Exercise input:
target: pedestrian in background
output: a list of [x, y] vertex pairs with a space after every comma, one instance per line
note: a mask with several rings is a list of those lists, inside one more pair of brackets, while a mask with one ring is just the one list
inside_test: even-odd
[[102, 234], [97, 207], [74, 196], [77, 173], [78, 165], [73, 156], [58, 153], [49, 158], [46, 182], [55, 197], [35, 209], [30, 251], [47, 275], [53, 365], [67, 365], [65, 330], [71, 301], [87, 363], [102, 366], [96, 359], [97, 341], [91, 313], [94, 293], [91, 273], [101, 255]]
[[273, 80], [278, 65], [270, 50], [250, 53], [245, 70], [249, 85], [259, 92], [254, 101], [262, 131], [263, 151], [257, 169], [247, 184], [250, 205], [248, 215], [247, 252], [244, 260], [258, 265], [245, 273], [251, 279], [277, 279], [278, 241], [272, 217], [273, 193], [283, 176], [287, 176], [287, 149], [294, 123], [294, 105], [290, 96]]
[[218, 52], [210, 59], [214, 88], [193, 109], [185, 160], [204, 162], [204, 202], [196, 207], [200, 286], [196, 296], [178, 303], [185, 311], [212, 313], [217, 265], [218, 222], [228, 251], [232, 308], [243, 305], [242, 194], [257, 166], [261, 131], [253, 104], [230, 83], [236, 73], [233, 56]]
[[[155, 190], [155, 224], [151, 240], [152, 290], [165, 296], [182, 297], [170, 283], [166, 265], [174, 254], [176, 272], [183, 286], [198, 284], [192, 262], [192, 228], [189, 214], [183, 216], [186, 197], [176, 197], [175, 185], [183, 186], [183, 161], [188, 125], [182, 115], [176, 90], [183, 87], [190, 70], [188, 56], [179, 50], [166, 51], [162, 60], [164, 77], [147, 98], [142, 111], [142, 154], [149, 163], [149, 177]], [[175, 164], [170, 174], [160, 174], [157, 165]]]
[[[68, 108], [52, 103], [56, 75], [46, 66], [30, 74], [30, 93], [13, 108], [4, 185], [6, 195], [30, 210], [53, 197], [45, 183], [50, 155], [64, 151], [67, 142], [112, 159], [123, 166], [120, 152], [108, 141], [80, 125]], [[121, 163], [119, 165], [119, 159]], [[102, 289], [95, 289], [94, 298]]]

What to work on:
Everything from the line containing "output: a list" through the last line of the listing must be reproduced exactly, and no other line.

Written solution:
output: a list of [x, y] vertex pairs with a space after every comma, one instance per line
note: a mask with several rings is a list of those lists, inside one more pair of brackets, while a mask with one ring is just the one list
inside_test: even-odd
[[102, 234], [97, 207], [74, 196], [77, 173], [78, 165], [73, 156], [58, 153], [49, 158], [46, 182], [55, 197], [35, 209], [30, 251], [47, 275], [53, 365], [67, 365], [65, 330], [71, 301], [87, 363], [102, 366], [96, 359], [97, 341], [91, 313], [94, 293], [91, 273], [101, 255]]
[[273, 80], [278, 65], [270, 50], [250, 53], [245, 70], [249, 85], [259, 92], [254, 101], [262, 131], [263, 151], [257, 169], [247, 184], [250, 205], [248, 215], [247, 252], [244, 260], [258, 265], [245, 273], [251, 279], [277, 279], [278, 241], [272, 217], [273, 193], [283, 176], [287, 176], [287, 149], [294, 123], [294, 105], [290, 96]]
[[218, 52], [210, 59], [214, 88], [193, 109], [185, 160], [204, 162], [204, 202], [196, 207], [200, 286], [196, 296], [178, 303], [185, 311], [212, 313], [217, 265], [218, 222], [228, 251], [232, 308], [243, 305], [242, 194], [257, 166], [261, 131], [253, 104], [230, 83], [236, 73], [233, 56]]
[[[155, 190], [155, 224], [151, 240], [152, 290], [165, 296], [182, 297], [170, 283], [166, 265], [174, 254], [176, 272], [183, 286], [198, 284], [192, 262], [192, 228], [189, 214], [183, 216], [186, 197], [176, 197], [175, 185], [183, 186], [183, 161], [188, 125], [182, 115], [176, 90], [183, 87], [190, 70], [188, 56], [179, 50], [166, 51], [162, 60], [164, 77], [147, 98], [142, 111], [142, 154], [149, 163], [149, 177]], [[175, 164], [170, 174], [160, 174], [157, 165]]]
[[[68, 108], [52, 103], [56, 75], [46, 66], [30, 74], [30, 93], [13, 108], [4, 185], [6, 195], [30, 210], [53, 197], [45, 183], [50, 155], [64, 151], [67, 142], [112, 159], [123, 166], [120, 152], [108, 141], [80, 125]], [[121, 163], [119, 165], [119, 159]], [[102, 289], [95, 289], [94, 298]]]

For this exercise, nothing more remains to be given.